| DATA FOR ANALYSIS |
*** Block opens ***

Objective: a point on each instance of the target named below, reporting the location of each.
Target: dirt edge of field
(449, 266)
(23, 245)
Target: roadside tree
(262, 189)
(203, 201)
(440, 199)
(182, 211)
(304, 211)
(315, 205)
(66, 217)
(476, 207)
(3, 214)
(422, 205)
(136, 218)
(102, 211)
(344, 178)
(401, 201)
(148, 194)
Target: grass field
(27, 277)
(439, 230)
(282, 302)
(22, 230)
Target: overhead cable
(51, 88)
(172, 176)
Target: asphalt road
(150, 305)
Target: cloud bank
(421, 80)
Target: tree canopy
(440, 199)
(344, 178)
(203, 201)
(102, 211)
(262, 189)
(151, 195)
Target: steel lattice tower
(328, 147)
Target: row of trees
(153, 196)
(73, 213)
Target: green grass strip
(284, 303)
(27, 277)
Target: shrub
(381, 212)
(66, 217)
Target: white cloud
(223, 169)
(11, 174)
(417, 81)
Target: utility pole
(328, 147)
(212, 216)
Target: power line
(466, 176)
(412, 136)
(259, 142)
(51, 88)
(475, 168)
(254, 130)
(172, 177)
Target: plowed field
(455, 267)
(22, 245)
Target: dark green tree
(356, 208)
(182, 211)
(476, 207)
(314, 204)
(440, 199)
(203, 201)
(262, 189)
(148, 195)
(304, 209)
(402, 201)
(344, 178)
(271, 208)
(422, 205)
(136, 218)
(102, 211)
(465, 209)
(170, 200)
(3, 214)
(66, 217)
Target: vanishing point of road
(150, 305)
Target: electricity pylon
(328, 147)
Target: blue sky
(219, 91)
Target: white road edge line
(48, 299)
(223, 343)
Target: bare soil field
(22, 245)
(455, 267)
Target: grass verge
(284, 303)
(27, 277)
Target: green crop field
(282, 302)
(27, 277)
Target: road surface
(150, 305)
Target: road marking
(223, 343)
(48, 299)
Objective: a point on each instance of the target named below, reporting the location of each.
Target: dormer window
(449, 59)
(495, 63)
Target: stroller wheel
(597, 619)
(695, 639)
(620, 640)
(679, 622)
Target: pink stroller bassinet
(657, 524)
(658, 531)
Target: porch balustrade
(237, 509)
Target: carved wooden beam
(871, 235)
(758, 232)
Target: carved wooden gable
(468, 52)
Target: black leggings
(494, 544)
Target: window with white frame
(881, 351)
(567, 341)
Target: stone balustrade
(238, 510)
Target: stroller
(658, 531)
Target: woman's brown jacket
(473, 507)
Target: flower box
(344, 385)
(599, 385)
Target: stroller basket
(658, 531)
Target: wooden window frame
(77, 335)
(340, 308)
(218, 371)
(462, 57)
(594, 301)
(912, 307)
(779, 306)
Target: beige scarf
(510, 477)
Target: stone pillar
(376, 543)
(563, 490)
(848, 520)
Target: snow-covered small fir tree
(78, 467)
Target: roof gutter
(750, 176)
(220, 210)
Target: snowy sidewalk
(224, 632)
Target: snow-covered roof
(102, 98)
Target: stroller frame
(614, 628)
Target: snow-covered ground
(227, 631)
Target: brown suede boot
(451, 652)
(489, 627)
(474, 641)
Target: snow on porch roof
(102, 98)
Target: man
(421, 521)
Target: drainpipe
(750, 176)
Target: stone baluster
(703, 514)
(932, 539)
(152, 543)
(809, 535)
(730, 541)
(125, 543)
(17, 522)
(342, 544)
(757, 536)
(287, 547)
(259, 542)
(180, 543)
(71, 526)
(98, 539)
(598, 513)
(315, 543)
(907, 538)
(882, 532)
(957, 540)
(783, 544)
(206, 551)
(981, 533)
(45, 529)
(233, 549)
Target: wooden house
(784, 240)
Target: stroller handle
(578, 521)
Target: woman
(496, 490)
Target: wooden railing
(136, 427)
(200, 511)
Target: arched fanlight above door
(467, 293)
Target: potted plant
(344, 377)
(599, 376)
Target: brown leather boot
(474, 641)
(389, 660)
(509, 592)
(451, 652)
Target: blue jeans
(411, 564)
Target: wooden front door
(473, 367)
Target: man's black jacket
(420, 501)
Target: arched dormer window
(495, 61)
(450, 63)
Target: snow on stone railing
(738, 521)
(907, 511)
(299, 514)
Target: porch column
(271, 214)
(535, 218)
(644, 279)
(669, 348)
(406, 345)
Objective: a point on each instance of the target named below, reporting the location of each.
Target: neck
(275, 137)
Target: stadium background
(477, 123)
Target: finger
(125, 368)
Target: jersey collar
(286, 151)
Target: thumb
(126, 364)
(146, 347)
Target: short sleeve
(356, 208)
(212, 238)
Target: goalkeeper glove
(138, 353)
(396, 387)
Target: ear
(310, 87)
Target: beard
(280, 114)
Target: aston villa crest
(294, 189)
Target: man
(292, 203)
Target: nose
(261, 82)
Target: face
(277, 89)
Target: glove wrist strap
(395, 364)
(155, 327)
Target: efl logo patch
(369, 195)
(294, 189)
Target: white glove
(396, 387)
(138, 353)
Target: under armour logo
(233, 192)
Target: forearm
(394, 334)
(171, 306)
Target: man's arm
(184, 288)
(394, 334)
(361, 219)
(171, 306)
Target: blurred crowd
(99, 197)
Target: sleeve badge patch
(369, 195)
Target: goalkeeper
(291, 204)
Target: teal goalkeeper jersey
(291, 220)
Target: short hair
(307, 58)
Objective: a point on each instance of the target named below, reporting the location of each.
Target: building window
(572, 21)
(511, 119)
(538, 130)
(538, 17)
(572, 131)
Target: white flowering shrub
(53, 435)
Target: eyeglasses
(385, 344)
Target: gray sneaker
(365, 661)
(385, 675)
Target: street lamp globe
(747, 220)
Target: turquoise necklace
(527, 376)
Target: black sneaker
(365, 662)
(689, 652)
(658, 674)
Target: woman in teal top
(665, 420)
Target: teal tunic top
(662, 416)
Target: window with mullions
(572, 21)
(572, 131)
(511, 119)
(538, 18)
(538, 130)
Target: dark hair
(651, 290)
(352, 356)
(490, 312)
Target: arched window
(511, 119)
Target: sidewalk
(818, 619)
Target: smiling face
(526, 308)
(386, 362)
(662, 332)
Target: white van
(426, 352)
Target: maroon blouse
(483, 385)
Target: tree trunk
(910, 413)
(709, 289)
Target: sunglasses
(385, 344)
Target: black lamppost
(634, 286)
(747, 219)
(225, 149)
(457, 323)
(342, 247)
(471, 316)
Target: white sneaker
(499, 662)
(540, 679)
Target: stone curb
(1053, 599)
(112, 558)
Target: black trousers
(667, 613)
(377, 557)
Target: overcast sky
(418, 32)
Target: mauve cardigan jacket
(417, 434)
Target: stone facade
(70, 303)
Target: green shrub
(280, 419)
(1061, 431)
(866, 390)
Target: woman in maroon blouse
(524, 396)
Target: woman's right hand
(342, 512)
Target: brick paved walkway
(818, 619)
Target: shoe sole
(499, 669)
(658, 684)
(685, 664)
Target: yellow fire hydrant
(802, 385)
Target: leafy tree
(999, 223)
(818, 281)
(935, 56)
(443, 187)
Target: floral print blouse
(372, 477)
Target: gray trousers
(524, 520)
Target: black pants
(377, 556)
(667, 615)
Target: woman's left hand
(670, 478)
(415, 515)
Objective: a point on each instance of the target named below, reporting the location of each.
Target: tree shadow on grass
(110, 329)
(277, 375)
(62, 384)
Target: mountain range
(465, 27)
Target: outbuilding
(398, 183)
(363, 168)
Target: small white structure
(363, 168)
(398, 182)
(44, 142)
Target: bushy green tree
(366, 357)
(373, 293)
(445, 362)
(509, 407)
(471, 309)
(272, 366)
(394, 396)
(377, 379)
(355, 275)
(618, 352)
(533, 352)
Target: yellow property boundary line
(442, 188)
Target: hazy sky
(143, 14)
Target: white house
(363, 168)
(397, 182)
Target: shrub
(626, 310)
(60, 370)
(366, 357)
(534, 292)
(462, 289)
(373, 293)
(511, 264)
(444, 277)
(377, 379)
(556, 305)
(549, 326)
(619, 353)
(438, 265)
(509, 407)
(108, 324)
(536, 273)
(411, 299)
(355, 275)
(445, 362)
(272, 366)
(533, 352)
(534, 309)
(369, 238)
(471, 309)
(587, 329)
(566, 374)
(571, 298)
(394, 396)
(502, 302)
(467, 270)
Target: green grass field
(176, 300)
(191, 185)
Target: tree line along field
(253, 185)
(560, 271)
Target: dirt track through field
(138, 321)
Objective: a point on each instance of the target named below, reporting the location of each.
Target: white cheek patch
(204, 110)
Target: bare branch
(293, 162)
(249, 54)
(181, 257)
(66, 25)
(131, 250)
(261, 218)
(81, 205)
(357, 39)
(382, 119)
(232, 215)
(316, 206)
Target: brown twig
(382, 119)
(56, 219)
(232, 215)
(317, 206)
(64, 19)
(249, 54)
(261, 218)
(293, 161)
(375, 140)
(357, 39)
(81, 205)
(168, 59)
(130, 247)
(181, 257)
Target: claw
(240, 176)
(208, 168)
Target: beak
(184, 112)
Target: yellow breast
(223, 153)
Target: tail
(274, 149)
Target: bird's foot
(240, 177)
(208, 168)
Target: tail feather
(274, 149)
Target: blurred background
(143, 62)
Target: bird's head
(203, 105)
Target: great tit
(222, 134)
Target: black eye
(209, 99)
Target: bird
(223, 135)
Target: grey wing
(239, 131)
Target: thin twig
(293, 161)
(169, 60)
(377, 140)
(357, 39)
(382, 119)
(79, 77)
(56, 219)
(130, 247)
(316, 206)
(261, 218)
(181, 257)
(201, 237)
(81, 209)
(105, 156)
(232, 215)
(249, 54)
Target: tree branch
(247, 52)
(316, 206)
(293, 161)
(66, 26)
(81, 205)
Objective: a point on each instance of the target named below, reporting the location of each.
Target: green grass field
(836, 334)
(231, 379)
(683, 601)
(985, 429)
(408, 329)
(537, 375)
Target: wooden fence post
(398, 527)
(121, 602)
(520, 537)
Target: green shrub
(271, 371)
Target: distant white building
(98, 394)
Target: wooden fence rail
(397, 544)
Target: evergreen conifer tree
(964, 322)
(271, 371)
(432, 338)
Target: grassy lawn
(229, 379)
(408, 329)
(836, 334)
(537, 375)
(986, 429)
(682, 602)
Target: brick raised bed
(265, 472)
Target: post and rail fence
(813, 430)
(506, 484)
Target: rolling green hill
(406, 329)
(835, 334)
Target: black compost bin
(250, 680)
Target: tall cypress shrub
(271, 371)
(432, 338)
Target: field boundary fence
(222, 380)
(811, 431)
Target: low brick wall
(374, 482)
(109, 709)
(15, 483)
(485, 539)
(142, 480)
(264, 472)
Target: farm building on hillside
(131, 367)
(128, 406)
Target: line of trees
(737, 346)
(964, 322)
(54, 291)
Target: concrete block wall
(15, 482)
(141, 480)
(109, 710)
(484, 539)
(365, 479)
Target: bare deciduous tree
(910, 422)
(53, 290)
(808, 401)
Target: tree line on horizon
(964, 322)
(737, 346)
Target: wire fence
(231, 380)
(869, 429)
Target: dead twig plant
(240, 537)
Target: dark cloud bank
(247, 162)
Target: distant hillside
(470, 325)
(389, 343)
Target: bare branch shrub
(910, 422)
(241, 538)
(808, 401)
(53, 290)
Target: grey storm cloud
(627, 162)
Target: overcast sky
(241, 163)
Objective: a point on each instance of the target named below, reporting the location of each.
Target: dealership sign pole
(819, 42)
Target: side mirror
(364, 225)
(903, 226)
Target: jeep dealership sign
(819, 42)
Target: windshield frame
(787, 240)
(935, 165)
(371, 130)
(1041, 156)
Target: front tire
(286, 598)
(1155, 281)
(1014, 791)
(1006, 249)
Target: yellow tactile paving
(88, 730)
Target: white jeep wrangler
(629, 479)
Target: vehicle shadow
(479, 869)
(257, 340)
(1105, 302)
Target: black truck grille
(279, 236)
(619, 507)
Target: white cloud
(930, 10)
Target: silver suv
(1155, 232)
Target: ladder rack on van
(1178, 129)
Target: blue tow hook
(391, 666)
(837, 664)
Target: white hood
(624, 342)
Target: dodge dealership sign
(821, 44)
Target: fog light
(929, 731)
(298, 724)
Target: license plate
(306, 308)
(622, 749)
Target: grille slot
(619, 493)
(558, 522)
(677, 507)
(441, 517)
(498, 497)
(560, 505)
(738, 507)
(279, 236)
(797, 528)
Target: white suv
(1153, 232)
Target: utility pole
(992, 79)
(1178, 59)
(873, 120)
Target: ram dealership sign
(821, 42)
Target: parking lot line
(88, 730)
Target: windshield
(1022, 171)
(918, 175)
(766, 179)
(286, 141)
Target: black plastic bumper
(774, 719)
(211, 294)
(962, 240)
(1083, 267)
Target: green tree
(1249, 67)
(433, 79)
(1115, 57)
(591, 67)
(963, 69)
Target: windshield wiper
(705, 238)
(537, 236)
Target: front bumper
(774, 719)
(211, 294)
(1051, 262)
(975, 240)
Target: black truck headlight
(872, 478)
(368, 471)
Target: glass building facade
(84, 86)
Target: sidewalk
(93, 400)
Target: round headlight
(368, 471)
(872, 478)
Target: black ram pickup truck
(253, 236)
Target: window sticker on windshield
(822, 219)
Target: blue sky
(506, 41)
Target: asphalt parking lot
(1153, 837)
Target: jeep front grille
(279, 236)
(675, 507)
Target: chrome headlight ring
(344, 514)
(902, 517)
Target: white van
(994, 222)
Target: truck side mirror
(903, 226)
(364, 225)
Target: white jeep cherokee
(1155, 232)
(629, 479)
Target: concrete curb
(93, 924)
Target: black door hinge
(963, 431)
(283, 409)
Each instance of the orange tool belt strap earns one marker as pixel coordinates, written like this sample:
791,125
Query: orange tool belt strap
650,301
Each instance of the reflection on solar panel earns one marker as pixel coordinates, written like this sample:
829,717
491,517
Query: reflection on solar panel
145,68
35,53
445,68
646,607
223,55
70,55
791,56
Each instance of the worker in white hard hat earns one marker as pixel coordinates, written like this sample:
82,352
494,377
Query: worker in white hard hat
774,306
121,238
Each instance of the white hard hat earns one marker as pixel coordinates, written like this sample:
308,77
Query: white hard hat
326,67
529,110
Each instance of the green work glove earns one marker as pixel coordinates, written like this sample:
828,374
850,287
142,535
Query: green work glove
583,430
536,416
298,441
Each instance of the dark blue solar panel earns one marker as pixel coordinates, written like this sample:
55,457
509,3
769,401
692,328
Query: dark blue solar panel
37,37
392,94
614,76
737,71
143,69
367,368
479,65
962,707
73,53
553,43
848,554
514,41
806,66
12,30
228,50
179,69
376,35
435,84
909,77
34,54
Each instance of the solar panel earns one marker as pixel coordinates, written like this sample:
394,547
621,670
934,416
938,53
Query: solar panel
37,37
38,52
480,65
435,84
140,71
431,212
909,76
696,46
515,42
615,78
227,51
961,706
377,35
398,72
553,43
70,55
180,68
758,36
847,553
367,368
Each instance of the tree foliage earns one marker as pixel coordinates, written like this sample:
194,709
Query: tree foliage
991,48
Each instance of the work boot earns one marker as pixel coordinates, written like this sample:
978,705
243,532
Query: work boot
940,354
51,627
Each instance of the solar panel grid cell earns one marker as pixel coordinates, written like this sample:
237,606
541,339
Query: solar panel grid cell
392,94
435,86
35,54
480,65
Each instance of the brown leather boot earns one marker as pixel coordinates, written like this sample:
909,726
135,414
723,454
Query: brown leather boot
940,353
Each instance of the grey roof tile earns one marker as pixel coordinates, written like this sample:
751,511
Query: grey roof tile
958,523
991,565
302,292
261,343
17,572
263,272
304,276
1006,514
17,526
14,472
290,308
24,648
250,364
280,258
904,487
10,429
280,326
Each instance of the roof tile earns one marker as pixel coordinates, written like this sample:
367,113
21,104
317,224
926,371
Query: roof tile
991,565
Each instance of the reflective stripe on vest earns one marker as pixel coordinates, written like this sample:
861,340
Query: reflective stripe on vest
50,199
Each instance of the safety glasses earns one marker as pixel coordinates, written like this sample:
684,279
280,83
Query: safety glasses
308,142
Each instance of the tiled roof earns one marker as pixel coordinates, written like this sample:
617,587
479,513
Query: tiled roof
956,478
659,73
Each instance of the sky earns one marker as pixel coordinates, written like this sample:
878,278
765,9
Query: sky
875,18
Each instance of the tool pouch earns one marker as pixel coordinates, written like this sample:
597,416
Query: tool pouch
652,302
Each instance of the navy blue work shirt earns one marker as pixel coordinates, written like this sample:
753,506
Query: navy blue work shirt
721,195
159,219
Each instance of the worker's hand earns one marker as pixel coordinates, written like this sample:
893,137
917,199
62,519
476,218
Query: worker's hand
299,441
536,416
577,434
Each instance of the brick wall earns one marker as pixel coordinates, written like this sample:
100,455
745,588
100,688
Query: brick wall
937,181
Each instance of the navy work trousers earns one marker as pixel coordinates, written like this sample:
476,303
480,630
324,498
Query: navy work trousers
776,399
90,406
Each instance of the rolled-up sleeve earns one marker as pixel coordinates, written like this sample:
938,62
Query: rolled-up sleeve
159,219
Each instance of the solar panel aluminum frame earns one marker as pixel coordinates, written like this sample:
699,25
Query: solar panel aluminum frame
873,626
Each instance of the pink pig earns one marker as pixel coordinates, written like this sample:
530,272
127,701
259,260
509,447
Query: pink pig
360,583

*** Block closes ***

| ABOUT THIS EXERCISE |
When the line containing "Query: solar panel aluminum frame" is found in the records above, restate it and every later line word for word through the last one, and nothing more.

| EXPECTED OUTPUT |
Query: solar panel aluminum frame
873,626
Each instance of the pink pig earns one marker as pixel coordinates, written like this sample:
530,272
127,701
259,260
509,447
Query: pink pig
360,583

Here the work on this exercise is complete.